**EXERCISE INSTRUCTIONS**. Write each line exactly, from the line that holds "forearm in the picture above." through the final line of the material, and no other line.

**LISTED RECORDS**.

↓↓↓

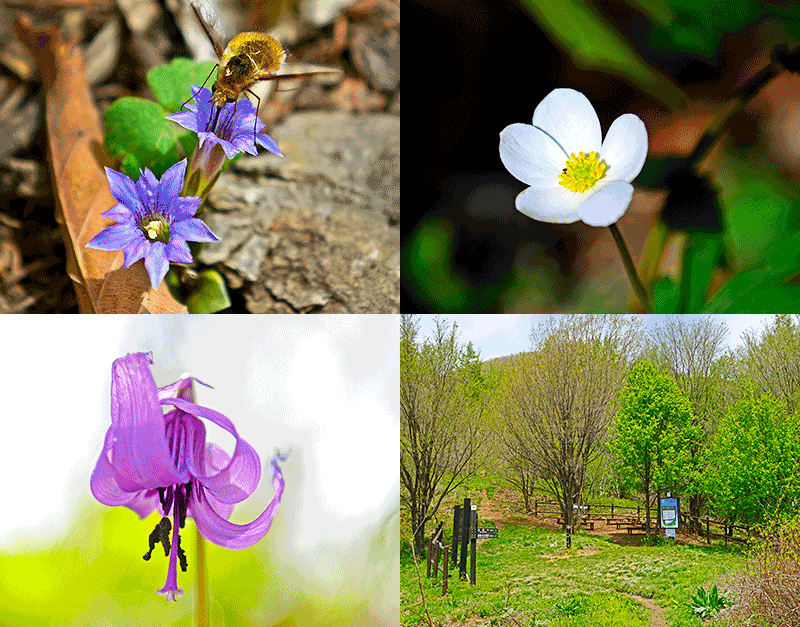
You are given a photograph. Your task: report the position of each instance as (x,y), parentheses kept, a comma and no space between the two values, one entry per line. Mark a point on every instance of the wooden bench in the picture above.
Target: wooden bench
(584,523)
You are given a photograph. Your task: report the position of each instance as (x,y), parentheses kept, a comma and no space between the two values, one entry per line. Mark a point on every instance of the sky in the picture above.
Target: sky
(508,334)
(323,386)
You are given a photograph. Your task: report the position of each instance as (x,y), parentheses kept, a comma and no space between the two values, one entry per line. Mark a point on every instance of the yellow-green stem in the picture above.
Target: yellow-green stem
(631,269)
(201,608)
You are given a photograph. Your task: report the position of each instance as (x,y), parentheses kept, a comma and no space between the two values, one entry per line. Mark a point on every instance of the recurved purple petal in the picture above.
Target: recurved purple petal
(182,388)
(237,480)
(227,534)
(105,488)
(139,455)
(216,459)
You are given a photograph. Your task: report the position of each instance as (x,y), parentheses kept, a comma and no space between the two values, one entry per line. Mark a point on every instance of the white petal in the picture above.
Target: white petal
(607,205)
(625,148)
(570,119)
(549,204)
(530,155)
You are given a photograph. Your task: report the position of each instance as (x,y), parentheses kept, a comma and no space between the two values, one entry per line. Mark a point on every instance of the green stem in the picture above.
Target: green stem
(631,269)
(201,607)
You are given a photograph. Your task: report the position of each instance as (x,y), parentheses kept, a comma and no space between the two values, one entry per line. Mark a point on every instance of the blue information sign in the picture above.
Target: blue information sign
(669,512)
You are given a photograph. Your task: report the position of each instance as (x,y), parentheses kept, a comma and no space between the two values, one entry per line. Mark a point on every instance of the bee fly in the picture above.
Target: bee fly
(247,59)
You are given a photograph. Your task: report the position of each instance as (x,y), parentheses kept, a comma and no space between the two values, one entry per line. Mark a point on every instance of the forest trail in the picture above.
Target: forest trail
(656,611)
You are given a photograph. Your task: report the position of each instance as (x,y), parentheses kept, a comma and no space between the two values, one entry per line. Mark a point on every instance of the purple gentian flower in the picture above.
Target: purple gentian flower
(222,132)
(155,461)
(234,128)
(153,221)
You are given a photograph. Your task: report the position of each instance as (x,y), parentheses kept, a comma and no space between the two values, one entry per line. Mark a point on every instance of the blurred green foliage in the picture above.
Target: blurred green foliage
(593,42)
(96,576)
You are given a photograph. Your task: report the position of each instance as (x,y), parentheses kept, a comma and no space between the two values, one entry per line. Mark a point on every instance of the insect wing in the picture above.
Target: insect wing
(206,17)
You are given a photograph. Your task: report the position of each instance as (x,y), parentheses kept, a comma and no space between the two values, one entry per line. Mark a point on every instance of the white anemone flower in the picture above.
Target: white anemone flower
(572,175)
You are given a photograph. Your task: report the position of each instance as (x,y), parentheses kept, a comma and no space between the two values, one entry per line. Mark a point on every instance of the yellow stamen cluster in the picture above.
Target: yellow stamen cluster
(582,172)
(154,229)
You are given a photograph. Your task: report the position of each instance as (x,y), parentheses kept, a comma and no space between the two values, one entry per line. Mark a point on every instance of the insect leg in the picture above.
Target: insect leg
(203,85)
(255,122)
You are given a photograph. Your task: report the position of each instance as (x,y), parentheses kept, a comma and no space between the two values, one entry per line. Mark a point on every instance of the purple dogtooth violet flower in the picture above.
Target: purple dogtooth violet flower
(155,461)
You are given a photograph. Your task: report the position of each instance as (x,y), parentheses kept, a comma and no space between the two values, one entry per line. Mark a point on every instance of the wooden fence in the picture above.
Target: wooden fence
(435,550)
(702,525)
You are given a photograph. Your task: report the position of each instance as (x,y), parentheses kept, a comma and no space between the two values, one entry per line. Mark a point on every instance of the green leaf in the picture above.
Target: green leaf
(699,26)
(769,299)
(171,83)
(783,261)
(138,134)
(210,294)
(701,255)
(592,42)
(760,209)
(666,296)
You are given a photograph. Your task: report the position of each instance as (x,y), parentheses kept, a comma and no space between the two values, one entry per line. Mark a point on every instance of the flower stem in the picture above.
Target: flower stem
(631,269)
(201,607)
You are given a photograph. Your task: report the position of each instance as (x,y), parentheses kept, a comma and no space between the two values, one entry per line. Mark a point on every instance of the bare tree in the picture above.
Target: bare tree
(557,398)
(443,393)
(772,359)
(692,349)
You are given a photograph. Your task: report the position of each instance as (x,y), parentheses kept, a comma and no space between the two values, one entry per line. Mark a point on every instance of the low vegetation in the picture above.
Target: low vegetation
(527,577)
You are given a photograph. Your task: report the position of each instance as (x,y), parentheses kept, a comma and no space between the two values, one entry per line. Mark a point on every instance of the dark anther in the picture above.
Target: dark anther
(180,506)
(159,534)
(166,504)
(182,500)
(181,556)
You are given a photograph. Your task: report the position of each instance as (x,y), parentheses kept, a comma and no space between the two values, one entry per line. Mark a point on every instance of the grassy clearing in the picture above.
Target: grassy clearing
(518,585)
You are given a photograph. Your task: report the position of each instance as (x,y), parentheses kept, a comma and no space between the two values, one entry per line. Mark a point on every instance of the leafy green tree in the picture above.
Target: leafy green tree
(653,433)
(753,463)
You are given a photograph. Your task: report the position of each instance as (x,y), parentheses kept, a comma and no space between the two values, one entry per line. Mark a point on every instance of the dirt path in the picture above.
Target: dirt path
(656,611)
(500,515)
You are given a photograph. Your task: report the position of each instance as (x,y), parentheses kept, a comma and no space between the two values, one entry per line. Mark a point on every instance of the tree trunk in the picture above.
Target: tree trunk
(418,522)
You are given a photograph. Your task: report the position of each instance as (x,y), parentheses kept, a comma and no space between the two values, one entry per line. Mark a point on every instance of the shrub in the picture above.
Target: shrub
(769,589)
(708,604)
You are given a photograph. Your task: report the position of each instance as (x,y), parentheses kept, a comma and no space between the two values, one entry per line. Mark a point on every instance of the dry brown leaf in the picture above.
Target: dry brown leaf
(77,158)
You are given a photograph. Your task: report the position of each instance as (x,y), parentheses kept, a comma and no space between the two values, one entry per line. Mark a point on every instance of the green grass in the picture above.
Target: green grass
(517,586)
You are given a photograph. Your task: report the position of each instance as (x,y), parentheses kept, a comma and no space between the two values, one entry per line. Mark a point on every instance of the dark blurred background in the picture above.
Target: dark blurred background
(487,64)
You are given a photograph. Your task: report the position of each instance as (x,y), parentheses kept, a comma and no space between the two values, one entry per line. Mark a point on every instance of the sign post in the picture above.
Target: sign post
(669,514)
(466,523)
(466,534)
(473,527)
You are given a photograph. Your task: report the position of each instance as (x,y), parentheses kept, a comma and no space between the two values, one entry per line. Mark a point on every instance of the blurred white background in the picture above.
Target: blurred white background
(325,387)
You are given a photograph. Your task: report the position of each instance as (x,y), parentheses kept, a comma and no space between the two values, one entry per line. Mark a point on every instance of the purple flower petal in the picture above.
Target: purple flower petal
(139,453)
(194,230)
(178,250)
(135,251)
(119,213)
(184,207)
(115,237)
(105,488)
(156,263)
(123,189)
(227,534)
(169,187)
(240,477)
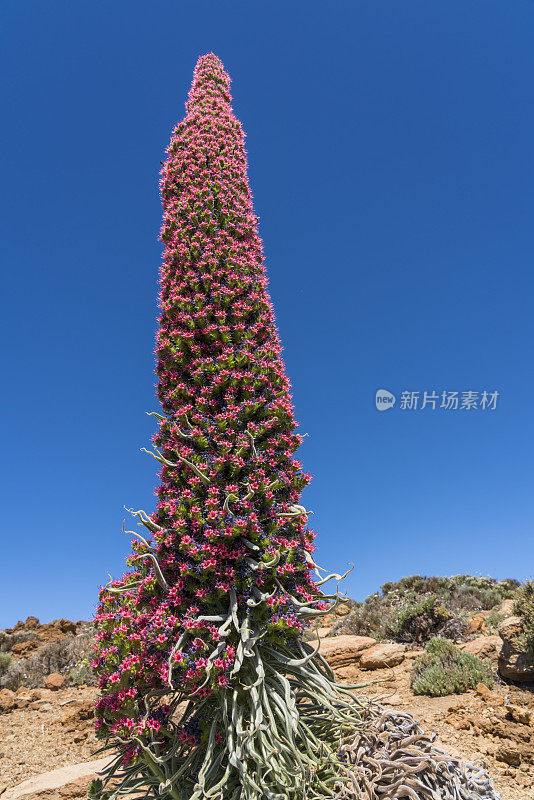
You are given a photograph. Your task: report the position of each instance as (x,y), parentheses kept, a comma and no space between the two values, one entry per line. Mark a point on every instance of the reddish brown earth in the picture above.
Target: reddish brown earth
(47,728)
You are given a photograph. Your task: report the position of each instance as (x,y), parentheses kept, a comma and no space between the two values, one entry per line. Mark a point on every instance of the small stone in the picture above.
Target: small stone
(477,622)
(7,701)
(382,655)
(506,607)
(484,646)
(54,681)
(344,651)
(489,697)
(66,626)
(509,755)
(520,714)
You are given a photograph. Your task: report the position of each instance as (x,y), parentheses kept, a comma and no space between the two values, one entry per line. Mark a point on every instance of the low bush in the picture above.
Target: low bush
(418,622)
(61,655)
(444,669)
(394,610)
(524,607)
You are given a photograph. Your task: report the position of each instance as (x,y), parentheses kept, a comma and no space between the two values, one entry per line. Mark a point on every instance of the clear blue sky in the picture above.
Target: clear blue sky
(391,160)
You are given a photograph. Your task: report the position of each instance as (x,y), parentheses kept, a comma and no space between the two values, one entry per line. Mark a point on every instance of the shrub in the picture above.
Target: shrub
(444,669)
(60,655)
(384,613)
(418,622)
(524,607)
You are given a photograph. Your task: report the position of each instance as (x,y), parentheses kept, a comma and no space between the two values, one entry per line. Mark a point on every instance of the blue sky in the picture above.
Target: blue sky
(391,161)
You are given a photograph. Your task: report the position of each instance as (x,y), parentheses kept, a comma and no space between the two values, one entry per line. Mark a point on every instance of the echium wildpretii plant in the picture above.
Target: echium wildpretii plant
(214,607)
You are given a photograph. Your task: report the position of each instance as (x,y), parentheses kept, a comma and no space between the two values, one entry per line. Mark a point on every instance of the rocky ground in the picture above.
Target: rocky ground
(50,727)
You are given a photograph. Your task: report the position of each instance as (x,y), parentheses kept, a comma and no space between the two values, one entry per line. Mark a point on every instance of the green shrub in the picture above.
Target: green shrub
(493,619)
(418,622)
(384,613)
(444,669)
(524,607)
(5,662)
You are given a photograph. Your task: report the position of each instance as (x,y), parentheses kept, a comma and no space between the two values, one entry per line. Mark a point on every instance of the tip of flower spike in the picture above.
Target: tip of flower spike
(211,85)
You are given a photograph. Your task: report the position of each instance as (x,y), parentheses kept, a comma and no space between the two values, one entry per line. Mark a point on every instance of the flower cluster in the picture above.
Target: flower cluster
(228,563)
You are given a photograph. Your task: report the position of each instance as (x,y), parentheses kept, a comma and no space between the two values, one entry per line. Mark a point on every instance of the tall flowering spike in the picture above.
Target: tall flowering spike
(219,589)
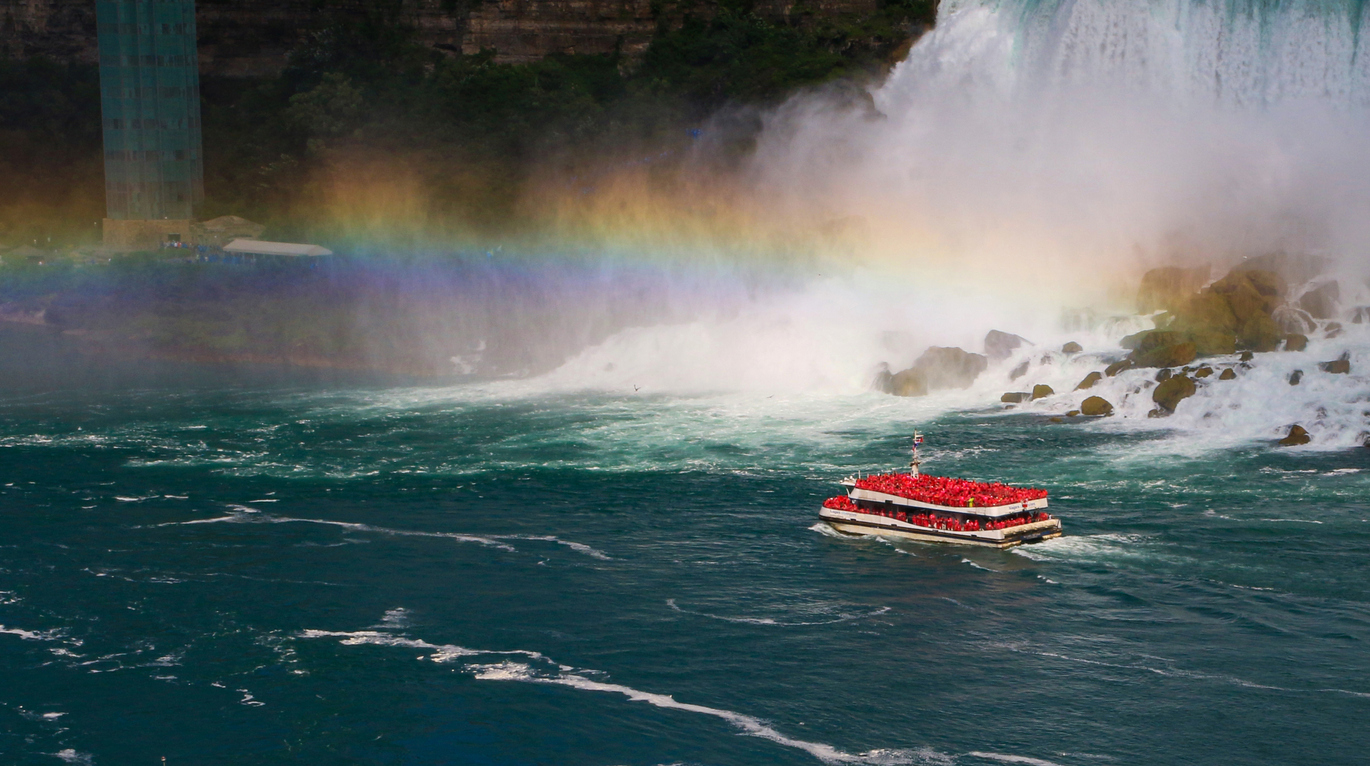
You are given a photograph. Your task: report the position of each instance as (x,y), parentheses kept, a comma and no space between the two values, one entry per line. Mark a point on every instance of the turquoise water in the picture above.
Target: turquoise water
(262,569)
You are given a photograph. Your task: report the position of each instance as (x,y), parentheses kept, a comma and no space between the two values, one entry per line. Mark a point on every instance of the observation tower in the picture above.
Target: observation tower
(150,102)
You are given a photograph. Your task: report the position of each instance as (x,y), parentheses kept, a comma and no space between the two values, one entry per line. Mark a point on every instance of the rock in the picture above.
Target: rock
(1167,356)
(1176,389)
(1151,340)
(1259,333)
(1291,319)
(937,369)
(884,380)
(1117,367)
(908,383)
(1293,267)
(1089,381)
(1336,367)
(1096,407)
(1132,341)
(1296,436)
(1322,300)
(1169,287)
(1213,343)
(1002,346)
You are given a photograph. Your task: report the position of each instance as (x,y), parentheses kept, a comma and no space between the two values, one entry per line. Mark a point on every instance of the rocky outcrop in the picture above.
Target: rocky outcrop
(1296,436)
(1336,366)
(1163,348)
(1173,391)
(1000,346)
(1089,381)
(1322,302)
(1117,367)
(1096,407)
(1167,288)
(256,37)
(937,369)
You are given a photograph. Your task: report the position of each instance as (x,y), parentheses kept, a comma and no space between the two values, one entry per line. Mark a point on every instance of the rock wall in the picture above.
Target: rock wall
(255,37)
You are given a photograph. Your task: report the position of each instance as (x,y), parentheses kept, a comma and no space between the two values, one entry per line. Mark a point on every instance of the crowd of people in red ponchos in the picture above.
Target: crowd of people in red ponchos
(951,492)
(933,521)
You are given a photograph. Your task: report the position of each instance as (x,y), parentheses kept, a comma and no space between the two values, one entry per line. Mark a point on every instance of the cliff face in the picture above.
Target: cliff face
(255,37)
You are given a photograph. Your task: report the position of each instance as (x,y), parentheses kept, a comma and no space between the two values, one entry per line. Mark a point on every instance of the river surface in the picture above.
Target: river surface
(270,570)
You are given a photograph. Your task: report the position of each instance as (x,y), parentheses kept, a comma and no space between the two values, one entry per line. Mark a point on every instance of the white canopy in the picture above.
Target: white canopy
(258,247)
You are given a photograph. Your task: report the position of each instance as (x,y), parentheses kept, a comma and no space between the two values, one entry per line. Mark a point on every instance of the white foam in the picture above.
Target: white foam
(32,635)
(565,676)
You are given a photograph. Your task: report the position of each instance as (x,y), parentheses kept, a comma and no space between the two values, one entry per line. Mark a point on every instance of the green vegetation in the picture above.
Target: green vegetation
(367,128)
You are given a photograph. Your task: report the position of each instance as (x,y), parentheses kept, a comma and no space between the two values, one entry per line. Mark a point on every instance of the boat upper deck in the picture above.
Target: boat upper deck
(950,492)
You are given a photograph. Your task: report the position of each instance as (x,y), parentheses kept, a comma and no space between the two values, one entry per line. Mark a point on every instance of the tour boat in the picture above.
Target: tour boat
(937,509)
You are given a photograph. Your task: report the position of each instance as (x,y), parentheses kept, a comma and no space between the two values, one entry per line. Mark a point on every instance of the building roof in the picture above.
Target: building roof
(258,247)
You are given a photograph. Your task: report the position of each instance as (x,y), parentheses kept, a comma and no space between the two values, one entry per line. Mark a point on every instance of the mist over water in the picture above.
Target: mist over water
(1056,144)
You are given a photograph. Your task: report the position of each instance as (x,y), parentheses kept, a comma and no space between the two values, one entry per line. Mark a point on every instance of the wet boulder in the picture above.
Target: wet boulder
(908,383)
(1163,354)
(1337,366)
(1000,346)
(1322,302)
(1117,367)
(1296,436)
(1169,287)
(1291,319)
(1172,392)
(1089,381)
(1096,407)
(1259,333)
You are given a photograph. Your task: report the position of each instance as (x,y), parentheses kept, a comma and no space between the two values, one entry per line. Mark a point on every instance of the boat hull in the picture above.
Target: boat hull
(852,522)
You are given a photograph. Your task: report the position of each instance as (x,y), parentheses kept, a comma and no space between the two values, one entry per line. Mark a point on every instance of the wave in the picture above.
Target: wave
(548,672)
(841,617)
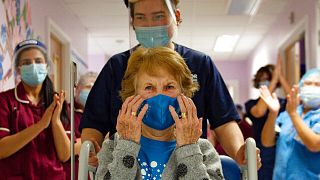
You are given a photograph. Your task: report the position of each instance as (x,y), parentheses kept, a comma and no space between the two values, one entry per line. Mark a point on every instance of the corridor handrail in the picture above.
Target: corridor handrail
(84,168)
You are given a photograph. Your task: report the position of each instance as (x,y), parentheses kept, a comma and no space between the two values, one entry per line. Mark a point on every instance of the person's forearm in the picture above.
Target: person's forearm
(230,138)
(13,143)
(61,141)
(89,134)
(259,109)
(308,137)
(284,84)
(268,135)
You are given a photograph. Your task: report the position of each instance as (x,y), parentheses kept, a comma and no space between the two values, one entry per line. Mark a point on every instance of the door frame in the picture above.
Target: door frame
(294,35)
(53,28)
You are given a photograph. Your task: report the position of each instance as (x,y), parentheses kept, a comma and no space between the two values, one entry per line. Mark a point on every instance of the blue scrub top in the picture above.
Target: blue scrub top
(153,157)
(293,159)
(213,100)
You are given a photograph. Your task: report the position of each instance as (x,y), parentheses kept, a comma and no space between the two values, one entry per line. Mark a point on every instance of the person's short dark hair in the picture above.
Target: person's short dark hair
(176,2)
(127,3)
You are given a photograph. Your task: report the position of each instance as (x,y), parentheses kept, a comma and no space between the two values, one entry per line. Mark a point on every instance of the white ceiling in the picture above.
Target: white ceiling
(203,21)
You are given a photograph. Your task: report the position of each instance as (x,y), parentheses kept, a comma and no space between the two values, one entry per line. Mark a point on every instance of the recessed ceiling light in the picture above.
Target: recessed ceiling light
(226,43)
(248,7)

↑↑↑

**OUTPUT BELOW**.
You are given a photograph. Your task: report the position of each instance as (x,y), parentheses kept, a comma and no space between the two values, one entry per line. Mark a point on every instance of the person's forearm in the picture above.
Target: person's forearm
(230,138)
(13,143)
(61,141)
(89,134)
(259,109)
(308,137)
(284,84)
(268,135)
You are given a photograph. Your task: report the position of each instance as (x,y), parentheses kept, a comma and no space between the two values, one entry per line. Mark a point on every instance of the door frame in the picture above.
Target: door frame
(294,35)
(53,28)
You are given a photograph. Your task: report the position of each instance as (x,y), parentheses kept, a comma and no space between the two values, one entry per line. Mark a point on every instance of the blue scrub top in the picture above.
Target: blue scrub top
(153,157)
(293,159)
(213,100)
You are given a photograph. Your task: report the position of each instance as (x,y), parentheses kept, a comma and no space between the two values, one entry per line. Mark a point on every instance of the person's short dark hair in the picture above.
Target: person's short dark hair
(176,2)
(127,3)
You are given a photograph. Your task: report the position of each instance as (x,y), parentheses kept, a comma and no space between the two values, one entry per line. Mark a point on every instance of the white ceiling in the picture above.
Target: white ceiling
(203,21)
You are given a photograph. Your task: report the position of each instance as (x,y), parentheses kept, a comma and no space between the two values, one entry per line. Mark a point on every instance of the recessed ceiling light in the picture above.
Target: recessed ceiling light
(226,43)
(248,7)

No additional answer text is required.